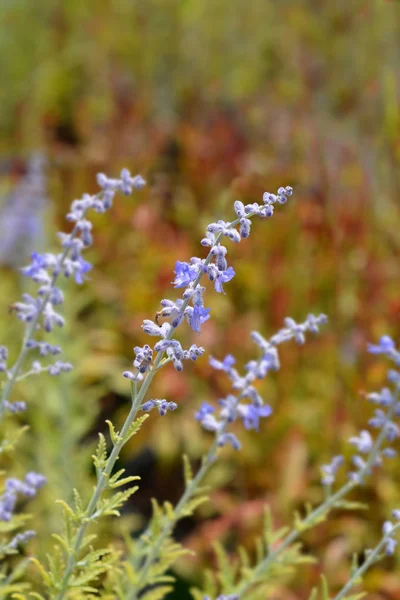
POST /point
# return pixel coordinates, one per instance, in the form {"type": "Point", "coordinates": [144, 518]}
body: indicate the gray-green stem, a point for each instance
{"type": "Point", "coordinates": [323, 508]}
{"type": "Point", "coordinates": [31, 328]}
{"type": "Point", "coordinates": [102, 482]}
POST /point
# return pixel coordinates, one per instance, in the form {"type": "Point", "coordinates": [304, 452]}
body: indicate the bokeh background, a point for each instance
{"type": "Point", "coordinates": [212, 101]}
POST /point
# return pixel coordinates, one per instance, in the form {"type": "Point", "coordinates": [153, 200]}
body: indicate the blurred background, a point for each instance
{"type": "Point", "coordinates": [212, 101]}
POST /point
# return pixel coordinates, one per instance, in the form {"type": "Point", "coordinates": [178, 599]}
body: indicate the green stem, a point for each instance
{"type": "Point", "coordinates": [169, 526]}
{"type": "Point", "coordinates": [371, 558]}
{"type": "Point", "coordinates": [31, 328]}
{"type": "Point", "coordinates": [102, 482]}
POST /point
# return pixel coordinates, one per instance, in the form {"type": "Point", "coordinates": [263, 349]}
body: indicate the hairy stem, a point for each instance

Instruction: List every line in the records above that contains the word "each".

The completed task:
body: indicate the gray-green stem, a point for each instance
body: indicate the bokeh background, a point for each instance
body: indicate the blurred background, a point for each instance
body: indicate the green stem, a point for each instance
body: indicate the hairy stem, a point for each instance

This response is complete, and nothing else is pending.